[Data extracted from a collection]
╭──

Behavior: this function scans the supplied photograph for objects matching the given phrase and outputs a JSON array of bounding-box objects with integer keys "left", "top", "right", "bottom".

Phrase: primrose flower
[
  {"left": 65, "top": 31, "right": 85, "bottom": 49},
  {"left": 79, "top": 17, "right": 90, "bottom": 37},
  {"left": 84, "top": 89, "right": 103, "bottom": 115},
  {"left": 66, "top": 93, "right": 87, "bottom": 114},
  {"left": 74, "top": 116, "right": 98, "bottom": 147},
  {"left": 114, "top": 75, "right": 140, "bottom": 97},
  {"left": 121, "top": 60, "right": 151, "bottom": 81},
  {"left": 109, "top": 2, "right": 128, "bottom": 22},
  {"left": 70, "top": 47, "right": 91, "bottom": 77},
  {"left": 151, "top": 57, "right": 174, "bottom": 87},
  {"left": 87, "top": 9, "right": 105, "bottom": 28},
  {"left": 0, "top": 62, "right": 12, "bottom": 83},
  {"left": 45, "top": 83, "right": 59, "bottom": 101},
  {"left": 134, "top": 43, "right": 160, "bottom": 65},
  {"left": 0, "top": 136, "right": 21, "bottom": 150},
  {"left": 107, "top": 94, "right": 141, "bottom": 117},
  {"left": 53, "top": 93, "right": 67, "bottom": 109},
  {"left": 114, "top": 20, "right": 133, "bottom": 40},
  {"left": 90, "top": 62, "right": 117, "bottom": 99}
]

╰──

## What you will do
Retype all the data, keeping every character the same.

## Response
Behavior: this function scans the supplied photograph for objects matching the given phrase and outputs a JSON array of bounding-box objects with integer keys "left", "top", "right", "bottom".

Phrase: primrose flower
[
  {"left": 65, "top": 31, "right": 85, "bottom": 49},
  {"left": 79, "top": 17, "right": 90, "bottom": 37},
  {"left": 84, "top": 89, "right": 103, "bottom": 115},
  {"left": 66, "top": 93, "right": 87, "bottom": 114},
  {"left": 74, "top": 116, "right": 98, "bottom": 147},
  {"left": 114, "top": 75, "right": 140, "bottom": 97},
  {"left": 121, "top": 60, "right": 151, "bottom": 81},
  {"left": 109, "top": 2, "right": 128, "bottom": 22},
  {"left": 70, "top": 47, "right": 91, "bottom": 77},
  {"left": 151, "top": 57, "right": 174, "bottom": 87},
  {"left": 87, "top": 9, "right": 105, "bottom": 28},
  {"left": 0, "top": 62, "right": 12, "bottom": 83},
  {"left": 45, "top": 83, "right": 59, "bottom": 101},
  {"left": 134, "top": 43, "right": 160, "bottom": 65},
  {"left": 0, "top": 136, "right": 21, "bottom": 150},
  {"left": 107, "top": 94, "right": 141, "bottom": 117},
  {"left": 53, "top": 93, "right": 67, "bottom": 109},
  {"left": 114, "top": 20, "right": 133, "bottom": 40},
  {"left": 90, "top": 62, "right": 117, "bottom": 99}
]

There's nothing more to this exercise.